++++ RECORDS

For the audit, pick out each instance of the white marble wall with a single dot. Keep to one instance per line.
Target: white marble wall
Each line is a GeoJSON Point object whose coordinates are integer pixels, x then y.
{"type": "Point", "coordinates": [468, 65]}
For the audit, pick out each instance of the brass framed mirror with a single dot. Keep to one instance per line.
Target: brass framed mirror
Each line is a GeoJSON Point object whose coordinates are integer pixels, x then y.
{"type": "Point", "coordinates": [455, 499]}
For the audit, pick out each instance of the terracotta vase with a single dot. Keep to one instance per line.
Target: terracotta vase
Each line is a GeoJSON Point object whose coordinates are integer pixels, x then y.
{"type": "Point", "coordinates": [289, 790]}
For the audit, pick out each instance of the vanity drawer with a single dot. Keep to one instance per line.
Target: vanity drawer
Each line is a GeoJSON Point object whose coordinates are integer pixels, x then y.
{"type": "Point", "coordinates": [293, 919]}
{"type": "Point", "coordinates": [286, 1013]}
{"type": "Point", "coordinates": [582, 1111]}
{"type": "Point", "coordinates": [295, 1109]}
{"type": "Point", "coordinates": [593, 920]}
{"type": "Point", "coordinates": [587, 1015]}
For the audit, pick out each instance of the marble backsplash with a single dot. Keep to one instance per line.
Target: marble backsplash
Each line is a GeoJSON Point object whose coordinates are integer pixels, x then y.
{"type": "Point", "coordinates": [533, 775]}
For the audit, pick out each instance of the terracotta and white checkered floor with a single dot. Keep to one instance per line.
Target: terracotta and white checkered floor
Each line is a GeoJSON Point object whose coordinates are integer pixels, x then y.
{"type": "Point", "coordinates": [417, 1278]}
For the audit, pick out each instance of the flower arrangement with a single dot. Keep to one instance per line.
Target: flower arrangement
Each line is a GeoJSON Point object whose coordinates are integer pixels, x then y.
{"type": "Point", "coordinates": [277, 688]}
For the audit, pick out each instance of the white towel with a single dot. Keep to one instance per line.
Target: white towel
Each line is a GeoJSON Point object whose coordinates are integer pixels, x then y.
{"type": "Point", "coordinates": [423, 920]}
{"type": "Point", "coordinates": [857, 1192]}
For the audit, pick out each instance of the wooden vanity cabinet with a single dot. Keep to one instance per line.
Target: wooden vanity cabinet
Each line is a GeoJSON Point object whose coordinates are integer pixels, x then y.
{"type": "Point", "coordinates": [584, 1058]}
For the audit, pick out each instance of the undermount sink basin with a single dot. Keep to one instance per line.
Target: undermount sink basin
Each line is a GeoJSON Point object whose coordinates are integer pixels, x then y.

++++++++

◆ TASK STATEMENT ◆
Tell how many lines in the data hold the string "cabinet", giving the number by itself.

◆ SOLUTION BELOW ◆
2